[Stated exercise]
Copy the passage from the blog post on cold-weather memories, starting at "Another thing that" and ending at "a sphincter-tightening moment.", and change "diesel exhaust" to "wood smoke".

[Excerpt provided]
However, that brings up something else.
Earlier this week I did a post about the things we warriors do to newbies as a part of the assimilation process.
This morning, SWWBO asked me to step outside to take a picture of her in her winter Farmer SWWBO outfit. You should check out her new farm blog (good pics of Buffy the Coyote Slayer and Gunner) and the pics from San Juan on her original blog, btw.
It's snowy. And cold. And the back looks out over rolling hills and forest with a fence in the distance, across a cleared field. Which triggered a memory, of a very cold and snowy day in January 1981, when young 2LT Armorer peered at the Border during a stint of border duty. Cold. Snowy. The forest was all evergreen, vice the elms, oaks, maples and beech we have 'round here.
Another thing that will always trigger a reverie is the smell of diesel exhaust on a cold, nose-hair-crinkling morning or evening. The smell that I always associate with the sleepy words, "Lariat Advance" which would blat from the telephone at zero-dark-thirty in the morning as your unit was alerted, probably for a drill. But I remember a couple of times in those early 80's when the words "Lariat Advance" came during tense times when Reagan and Brezhnev were having a staring contest. That was always a sphincter-tightening moment.

[Extracted material]
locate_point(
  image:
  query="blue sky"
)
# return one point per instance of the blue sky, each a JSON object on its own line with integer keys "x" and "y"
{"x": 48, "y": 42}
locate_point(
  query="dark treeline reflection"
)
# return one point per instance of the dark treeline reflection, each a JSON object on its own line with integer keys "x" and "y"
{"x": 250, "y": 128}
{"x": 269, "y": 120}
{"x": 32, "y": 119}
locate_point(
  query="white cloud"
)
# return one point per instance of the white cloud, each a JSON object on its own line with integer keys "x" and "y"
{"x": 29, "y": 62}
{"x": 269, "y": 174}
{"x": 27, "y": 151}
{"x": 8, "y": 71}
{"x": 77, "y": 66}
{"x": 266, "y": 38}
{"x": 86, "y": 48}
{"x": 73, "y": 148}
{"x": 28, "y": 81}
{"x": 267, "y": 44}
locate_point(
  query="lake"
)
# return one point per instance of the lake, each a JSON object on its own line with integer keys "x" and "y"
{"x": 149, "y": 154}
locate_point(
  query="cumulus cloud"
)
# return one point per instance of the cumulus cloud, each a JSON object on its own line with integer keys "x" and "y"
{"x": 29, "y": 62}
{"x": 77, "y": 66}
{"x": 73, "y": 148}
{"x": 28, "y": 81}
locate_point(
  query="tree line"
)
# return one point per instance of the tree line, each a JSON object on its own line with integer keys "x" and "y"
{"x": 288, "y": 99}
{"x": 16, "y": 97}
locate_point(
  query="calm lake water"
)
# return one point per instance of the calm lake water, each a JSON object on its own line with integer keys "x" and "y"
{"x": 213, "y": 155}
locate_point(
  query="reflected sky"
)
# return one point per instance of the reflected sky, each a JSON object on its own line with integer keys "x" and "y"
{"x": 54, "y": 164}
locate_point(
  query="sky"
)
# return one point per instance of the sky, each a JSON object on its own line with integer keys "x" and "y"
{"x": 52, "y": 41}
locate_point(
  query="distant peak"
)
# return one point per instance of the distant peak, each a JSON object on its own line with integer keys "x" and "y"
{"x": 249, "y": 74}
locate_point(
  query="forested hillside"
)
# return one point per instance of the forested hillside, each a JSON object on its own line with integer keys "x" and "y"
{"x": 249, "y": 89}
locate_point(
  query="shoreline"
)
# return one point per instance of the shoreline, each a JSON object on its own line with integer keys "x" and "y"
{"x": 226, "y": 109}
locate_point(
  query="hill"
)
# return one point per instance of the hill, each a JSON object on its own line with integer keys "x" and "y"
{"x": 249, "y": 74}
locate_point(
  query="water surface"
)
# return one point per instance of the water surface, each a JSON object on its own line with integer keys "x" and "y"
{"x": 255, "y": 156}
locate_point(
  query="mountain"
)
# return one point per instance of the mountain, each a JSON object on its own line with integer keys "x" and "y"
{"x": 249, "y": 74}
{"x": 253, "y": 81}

[Response to the task]
Another thing that will always trigger a reverie is the smell of wood smoke on a cold, nose-hair-crinkling morning or evening. The smell that I always associate with the sleepy words, "Lariat Advance" which would blat from the telephone at zero-dark-thirty in the morning as your unit was alerted, probably for a drill. But I remember a couple of times in those early 80's when the words "Lariat Advance" came during tense times when Reagan and Brezhnev were having a staring contest. That was always a sphincter-tightening moment.